## Texto proporcionado
######

Entrabas en la sala con una expectativa de disfrute a través del sufrimiento y
casi nunca salías decepcionado, ya que el conde y sus novias tenían al fin y al
cabo que alimentarse, y las momias vivientes estaban en el mundo para lo que
estaban, y el licántropo andaba esclavizado por la luna.
El
tiempo suele traer consigo el que las ficciones de voluntad aterradora acaben
dándonos risa, hasta el punto de convertir en personajes cómicos a Fu Manchú o
a Fantomas, que en su día nos las hicieron pasar canutas. Nos dan miedo, en
fin, otras cosas más indefinidas, menos truculentas. Como por ejemplo, no sé,
los comentaristas espontáneos que nos han deparado en avalancha los avances
tecnológicos: esos que cada mañana, nada más encender el ordenador, se asoman a
los periódicos y a las redes sociales para ejercer su derecho no sólo a la
libertad de expresión, sino también a la libertad de explosión, tanto verbal
como anímica, generalmente bajo un nombre fingido. Eso sí que da miedo y no
Christopher Lee saliendo de un ataúd.

######

[Extractos de datos de señalamiento]
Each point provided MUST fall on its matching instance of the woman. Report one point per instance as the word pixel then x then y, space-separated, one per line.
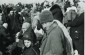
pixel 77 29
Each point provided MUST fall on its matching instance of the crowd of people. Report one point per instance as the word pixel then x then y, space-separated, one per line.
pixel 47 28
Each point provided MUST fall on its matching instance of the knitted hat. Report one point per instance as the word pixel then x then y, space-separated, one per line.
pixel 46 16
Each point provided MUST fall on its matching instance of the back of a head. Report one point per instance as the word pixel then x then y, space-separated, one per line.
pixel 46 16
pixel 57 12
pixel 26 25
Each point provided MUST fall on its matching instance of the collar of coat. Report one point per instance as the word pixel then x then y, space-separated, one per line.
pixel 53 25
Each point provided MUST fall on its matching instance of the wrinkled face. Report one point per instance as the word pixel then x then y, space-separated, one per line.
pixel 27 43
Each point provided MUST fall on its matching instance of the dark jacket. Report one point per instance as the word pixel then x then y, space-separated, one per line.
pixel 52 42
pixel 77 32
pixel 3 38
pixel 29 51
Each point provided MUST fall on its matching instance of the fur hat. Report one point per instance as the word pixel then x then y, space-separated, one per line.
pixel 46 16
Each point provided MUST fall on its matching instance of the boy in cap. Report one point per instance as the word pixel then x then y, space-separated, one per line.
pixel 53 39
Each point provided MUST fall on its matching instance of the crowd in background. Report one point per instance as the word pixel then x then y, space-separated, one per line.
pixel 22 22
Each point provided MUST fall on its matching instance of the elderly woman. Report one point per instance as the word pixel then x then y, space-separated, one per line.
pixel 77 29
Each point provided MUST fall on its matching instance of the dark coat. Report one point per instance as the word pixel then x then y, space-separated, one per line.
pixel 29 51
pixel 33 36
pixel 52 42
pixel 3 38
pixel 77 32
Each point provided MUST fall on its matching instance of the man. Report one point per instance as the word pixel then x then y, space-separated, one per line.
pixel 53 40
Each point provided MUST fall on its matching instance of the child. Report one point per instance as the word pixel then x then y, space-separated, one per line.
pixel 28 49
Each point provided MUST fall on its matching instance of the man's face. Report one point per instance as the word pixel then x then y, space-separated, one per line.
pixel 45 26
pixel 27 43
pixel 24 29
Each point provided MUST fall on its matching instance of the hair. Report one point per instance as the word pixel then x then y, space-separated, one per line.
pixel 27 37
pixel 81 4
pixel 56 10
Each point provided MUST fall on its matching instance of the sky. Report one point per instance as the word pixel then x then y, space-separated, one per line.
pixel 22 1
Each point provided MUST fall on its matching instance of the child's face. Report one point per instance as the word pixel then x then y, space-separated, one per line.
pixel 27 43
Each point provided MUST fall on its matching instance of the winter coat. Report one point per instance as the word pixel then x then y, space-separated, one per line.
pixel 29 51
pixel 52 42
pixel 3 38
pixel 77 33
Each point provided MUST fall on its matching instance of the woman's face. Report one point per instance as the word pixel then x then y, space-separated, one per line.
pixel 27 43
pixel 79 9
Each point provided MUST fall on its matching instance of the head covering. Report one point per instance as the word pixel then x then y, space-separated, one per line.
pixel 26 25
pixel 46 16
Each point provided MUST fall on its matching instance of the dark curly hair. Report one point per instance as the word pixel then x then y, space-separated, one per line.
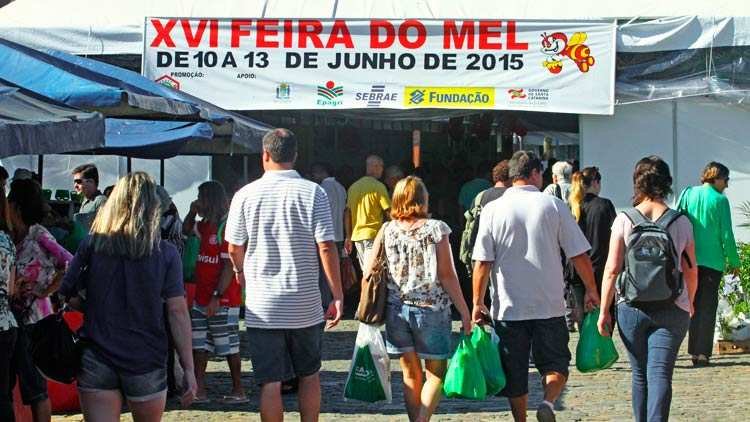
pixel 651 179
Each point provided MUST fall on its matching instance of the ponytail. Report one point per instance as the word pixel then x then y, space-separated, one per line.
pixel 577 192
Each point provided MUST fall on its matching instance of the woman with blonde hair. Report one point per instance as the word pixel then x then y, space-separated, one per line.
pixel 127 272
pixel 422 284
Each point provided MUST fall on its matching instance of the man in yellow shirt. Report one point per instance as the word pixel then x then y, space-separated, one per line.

######

## Ejercicio planteado 1
Indica si cada afirmación coincide con el texto proporcionado. Responde sí o no y cita las palabras del texto que lo deciden: (a) El licántropo vivía sometido a la luna. (b) Fu Manchú y Fantomas todavía provocan miedo. (c) Los comentaristas espontáneos suelen firmar con su nombre verdadero.
## Ejercicio planteado 2
Según el texto proporcionado, ¿a qué dos libertades ejercen su derecho los comentaristas espontáneos?
## Ejercicio planteado 3
Cita literalmente del texto proporcionado todo lo que va desde "Entrabas en la" hasta "por la luna.".

## Resultado completo 1
(a) Sí: "el licántropo andaba esclavizado por la luna".
(b) No: "hasta el punto de convertir en personajes cómicos a Fu Manchú o a Fantomas".
(c) No: "generalmente bajo un nombre fingido".

## Resultado completo 2
Ejercen su derecho a la libertad de expresión y a la libertad de explosión.

## Resultado completo 3
Entrabas en la sala con una expectativa de disfrute a través del sufrimiento y
casi nunca salías decepcionado, ya que el conde y sus novias tenían al fin y al
cabo que alimentarse, y las momias vivientes estaban en el mundo para lo que
estaban, y el licántropo andaba esclavizado por la luna.